Наперекор Сталину

Ги де Ротшильд, 2013

Автор этой книги барон Ги де Ротшильд – банкир, член финансовой династии Ротшильдов. Он был председателем совета директоров банка de Rothschild Freres, владел имуществом в других французских и иностранных компаниях. Многие считают, что Ротшильды и сегодня правят миром, оставаясь одной из самых могущественных финансовых групп (ее общее состояние в 2012 году оценивалось в размере 1,7 триллиона долларов). Так ли это, на чем основывается богатство Ротшильдов, как они ведут дела, какова их роль в международной политике, как складывается их личная жизнь? И конечно, при чем здесь советский вождь Иосиф Сталин? Обо всем этом Ги де Ротшильд рассказывает в своей книге. Сразу после своего выхода она стала бестселлером на Западе, а теперь доступна русскоязычному читателю.

Оглавление

Из серии: Титаны XX века

* * *

Приведённый ознакомительный фрагмент книги Наперекор Сталину предоставлен нашим книжным партнёром — компанией ЛитРес.

Купить и скачать полную версию книги в форматах FB2, ePub, MOBI, TXT, HTML, RTF и других

Мой отец и моя мать

Мой отец, Эдуард де Ротшильд, был на шестнадцать лет старше моей матери. Высокий, стройный, с тонкими правильными чертами лица, с орлиным профилем, он отличался какой-то особой, лишь ему присущей элегантностью. И это не относилось только к его одежде, хотя здесь уж он был педантом и не расставался с крахмальными воротничками никогда, исключения составляли лишь охота и игра в гольф. Его манеру одеваться нельзя было охарактеризовать однозначно — он не был ни старомодным, ни франтом: представить себе его стиль в одежде можно, подчеркнув, что это было некое особое сочетание оригинальности, простоты и традиционности, составлявшее в конечном итоге его особый «шик», присущий только ему и не имевший в основе ничего смешного, обязательного или формального. Так, например, из уважения к традиции он продолжал председательствовать на общем собрании «Компани дю Нор», будучи облаченным в старомодный редингот, который не носили с конца XIX века!

Он сохранял также свои привычки, которые для тех, кто его не знал, могли показаться его дурачествами и желанием выделиться. Единственный, он разъезжал по Парижу до середины 30-х годов на старом электромобиле, этом доисторическом монстре, напоминавшем большое незапряженное ландо: шофер сидел в нем, как кучер на козлах, и перед ним не было ничего.

▶ Данные
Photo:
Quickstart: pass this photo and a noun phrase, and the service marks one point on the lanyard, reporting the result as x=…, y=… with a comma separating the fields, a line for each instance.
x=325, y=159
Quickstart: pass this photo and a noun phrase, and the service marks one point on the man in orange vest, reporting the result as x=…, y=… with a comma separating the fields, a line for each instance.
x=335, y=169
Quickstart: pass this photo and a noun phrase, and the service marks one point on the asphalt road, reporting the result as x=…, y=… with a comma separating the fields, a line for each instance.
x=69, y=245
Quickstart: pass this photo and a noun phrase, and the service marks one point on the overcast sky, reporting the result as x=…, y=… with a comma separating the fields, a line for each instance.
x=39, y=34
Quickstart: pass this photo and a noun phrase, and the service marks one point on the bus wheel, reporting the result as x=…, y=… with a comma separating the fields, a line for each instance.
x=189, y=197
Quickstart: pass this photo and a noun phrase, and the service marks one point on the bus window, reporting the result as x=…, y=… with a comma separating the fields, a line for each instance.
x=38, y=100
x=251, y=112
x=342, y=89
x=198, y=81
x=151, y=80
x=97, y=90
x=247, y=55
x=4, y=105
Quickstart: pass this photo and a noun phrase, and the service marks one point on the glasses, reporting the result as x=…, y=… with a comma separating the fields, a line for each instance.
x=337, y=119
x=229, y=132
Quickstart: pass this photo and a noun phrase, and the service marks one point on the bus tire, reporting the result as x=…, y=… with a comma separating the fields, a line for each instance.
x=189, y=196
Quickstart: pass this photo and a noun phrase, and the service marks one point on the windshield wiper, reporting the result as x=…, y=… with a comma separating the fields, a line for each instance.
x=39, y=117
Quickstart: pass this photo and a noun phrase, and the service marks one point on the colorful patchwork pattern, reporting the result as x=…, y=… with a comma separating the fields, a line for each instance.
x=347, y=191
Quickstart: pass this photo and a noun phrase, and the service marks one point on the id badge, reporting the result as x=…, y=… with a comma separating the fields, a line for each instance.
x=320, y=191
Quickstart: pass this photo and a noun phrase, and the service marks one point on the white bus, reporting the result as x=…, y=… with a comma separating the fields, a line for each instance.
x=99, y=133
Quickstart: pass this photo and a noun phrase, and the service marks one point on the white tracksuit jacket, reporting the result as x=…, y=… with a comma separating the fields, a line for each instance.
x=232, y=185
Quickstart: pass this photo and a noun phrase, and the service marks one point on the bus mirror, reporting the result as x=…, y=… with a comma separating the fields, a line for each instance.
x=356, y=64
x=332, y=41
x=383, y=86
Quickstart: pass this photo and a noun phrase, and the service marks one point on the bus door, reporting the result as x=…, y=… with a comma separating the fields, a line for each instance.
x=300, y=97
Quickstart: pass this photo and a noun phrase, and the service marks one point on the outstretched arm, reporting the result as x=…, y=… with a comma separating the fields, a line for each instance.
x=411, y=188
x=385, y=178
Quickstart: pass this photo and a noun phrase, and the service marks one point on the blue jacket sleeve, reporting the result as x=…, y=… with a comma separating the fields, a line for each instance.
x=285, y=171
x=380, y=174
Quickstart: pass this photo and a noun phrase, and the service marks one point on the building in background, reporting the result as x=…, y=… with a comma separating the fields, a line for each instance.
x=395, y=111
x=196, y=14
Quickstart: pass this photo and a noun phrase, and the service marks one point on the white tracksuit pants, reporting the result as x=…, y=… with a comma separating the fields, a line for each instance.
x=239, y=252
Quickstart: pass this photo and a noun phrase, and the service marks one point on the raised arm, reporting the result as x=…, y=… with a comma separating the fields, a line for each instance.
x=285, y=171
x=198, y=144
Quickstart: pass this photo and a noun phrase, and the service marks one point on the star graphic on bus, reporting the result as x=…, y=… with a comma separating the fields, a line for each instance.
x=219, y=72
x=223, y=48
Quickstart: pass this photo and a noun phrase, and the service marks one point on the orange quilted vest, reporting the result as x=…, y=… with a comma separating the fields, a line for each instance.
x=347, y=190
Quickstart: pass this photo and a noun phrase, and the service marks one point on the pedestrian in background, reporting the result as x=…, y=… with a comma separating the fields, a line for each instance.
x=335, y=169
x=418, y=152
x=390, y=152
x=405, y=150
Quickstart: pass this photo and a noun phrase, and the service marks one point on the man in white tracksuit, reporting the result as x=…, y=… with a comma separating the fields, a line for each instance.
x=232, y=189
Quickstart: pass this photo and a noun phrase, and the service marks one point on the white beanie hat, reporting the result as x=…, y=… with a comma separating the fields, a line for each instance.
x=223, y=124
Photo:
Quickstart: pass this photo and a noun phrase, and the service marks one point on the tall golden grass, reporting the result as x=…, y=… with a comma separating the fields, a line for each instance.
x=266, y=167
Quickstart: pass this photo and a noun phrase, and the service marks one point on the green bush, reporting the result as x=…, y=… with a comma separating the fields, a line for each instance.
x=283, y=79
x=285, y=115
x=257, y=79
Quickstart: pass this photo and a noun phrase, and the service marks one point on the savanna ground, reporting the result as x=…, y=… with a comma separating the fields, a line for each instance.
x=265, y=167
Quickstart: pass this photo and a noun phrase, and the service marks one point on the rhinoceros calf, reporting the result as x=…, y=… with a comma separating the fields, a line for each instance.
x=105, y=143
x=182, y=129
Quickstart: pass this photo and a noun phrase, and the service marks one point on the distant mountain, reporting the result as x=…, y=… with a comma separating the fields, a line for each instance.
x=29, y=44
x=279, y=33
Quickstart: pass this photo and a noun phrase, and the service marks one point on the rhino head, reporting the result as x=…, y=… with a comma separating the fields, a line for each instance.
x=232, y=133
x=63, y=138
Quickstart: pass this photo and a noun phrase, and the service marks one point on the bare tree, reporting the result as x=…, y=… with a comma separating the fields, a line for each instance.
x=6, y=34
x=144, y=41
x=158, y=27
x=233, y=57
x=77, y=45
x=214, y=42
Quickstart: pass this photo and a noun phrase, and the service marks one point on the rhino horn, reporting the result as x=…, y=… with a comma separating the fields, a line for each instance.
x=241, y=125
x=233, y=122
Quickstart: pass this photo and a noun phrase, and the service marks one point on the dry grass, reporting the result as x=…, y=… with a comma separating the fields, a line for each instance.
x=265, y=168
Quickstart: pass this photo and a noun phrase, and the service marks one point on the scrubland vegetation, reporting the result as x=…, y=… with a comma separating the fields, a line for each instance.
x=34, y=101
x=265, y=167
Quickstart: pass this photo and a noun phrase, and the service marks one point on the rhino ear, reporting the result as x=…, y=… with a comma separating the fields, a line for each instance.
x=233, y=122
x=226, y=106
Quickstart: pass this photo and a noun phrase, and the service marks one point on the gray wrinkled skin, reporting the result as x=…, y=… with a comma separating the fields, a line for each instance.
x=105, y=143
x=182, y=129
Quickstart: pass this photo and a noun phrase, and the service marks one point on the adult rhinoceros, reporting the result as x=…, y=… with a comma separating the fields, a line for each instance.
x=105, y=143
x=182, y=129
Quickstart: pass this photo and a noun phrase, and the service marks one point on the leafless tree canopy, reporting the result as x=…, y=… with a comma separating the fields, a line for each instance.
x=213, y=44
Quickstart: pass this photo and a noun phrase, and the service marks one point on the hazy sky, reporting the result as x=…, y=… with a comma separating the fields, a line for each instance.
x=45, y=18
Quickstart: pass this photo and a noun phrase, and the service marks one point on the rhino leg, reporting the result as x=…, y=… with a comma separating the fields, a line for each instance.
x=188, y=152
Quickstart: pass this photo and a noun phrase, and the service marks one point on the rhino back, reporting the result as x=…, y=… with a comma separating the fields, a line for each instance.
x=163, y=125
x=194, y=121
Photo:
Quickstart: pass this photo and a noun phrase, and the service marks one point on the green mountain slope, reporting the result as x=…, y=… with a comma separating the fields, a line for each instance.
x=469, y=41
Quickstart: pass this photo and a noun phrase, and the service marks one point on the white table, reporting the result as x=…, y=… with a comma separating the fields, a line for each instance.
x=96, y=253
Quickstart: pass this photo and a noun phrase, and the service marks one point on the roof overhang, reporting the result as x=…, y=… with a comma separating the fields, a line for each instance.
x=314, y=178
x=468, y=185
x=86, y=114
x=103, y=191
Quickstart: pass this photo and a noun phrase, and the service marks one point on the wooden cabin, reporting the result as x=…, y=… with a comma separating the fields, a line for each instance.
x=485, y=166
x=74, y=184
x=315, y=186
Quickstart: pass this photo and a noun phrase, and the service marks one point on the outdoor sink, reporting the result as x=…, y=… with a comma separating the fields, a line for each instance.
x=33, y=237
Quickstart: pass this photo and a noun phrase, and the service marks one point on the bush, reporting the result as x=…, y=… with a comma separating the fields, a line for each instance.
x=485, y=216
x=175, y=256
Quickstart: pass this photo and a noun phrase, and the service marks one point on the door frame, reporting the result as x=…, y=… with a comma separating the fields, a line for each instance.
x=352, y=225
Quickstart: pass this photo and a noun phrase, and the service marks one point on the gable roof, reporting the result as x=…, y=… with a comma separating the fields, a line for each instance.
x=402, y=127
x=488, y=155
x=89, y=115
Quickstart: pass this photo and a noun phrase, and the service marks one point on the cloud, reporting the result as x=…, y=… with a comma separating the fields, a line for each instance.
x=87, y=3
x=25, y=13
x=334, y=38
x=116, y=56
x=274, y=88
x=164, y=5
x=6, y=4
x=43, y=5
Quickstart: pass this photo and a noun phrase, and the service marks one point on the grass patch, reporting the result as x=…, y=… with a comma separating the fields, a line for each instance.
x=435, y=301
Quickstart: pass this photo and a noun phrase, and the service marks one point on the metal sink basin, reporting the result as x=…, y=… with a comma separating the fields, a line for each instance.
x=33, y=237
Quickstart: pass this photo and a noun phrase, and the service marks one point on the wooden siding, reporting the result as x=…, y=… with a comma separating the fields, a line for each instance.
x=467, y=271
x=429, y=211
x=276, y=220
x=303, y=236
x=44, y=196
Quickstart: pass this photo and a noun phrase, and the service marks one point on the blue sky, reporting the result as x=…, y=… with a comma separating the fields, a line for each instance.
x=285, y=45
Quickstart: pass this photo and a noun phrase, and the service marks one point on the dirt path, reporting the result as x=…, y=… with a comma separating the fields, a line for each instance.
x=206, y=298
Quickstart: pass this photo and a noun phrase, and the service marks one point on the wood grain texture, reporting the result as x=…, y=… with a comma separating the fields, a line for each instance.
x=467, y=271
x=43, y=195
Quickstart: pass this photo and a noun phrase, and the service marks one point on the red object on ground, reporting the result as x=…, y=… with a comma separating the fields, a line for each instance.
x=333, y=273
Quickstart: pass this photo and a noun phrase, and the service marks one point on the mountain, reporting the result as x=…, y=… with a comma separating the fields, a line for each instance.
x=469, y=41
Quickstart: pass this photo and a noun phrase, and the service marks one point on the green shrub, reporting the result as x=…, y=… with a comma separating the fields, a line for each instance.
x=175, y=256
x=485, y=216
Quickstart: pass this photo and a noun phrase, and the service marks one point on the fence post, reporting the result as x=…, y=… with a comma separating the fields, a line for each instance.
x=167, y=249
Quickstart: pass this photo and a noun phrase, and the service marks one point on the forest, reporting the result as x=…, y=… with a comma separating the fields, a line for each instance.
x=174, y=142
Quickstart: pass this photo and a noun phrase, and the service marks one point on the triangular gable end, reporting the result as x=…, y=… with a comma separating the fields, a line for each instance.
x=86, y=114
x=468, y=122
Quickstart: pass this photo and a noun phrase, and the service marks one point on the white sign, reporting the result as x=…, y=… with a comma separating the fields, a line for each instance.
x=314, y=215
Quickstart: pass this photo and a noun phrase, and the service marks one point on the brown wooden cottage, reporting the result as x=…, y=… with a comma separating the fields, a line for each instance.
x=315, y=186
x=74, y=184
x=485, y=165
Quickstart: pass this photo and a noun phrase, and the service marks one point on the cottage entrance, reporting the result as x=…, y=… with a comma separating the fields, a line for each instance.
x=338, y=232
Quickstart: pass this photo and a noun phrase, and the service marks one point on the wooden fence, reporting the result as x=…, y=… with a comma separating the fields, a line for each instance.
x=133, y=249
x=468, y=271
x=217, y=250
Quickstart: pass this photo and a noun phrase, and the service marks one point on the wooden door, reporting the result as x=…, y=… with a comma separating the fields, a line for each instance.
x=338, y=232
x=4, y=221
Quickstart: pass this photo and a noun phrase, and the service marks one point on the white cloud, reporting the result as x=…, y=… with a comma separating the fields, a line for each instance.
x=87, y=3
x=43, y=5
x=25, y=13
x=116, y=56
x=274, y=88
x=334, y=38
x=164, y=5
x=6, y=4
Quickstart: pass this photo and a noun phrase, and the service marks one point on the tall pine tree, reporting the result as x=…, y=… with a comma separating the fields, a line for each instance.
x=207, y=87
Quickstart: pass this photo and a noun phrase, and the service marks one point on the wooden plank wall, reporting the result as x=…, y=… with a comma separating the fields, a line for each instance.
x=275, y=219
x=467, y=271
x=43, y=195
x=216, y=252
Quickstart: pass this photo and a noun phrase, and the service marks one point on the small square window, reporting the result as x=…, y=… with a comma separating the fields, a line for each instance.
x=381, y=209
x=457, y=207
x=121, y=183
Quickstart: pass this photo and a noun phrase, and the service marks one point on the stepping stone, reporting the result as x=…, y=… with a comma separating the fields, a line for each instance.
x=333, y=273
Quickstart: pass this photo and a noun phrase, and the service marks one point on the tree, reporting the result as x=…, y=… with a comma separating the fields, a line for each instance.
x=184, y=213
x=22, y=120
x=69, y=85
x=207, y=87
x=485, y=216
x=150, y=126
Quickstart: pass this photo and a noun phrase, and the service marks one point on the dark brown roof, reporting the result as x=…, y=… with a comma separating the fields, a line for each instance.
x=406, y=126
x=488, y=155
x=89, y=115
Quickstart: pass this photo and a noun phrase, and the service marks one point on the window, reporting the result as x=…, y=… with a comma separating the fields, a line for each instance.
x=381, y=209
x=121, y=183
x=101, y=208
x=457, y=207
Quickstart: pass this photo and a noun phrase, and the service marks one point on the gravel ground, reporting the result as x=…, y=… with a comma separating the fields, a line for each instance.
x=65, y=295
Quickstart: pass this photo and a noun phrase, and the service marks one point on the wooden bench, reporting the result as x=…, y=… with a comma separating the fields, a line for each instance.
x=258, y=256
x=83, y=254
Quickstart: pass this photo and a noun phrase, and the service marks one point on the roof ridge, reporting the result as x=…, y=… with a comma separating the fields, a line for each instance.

▶ Задания
• a. Перепишите из исходного фрагмента без изменений отрывок, который начинается словами «Ги де Ротшильд, 2013» и заканчивается словами «доступна русскоязычному читателю.».
• b. Переведите на английский язык предложение из исходного фрагмента: «Мой отец, Эдуард де Ротшильд, был на шестнадцать лет старше моей матери».

▶ Ожидаемые ответы
• a.
Ги де Ротшильд, 2013

Автор этой книги барон Ги де Ротшильд – банкир, член финансовой династии Ротшильдов. Он был председателем совета директоров банка de Rothschild Freres, владел имуществом в других французских и иностранных компаниях. Многие считают, что Ротшильды и сегодня правят миром, оставаясь одной из самых могущественных финансовых групп (ее общее состояние в 2012 году оценивалось в размере 1,7 триллиона долларов). Так ли это, на чем основывается богатство Ротшильдов, как они ведут дела, какова их роль в международной политике, как складывается их личная жизнь? И конечно, при чем здесь советский вождь Иосиф Сталин? Обо всем этом Ги де Ротшильд рассказывает в своей книге. Сразу после своего выхода она стала бестселлером на Западе, а теперь доступна русскоязычному читателю.

• b. My father, Édouard de Rothschild, was sixteen years older than my mother.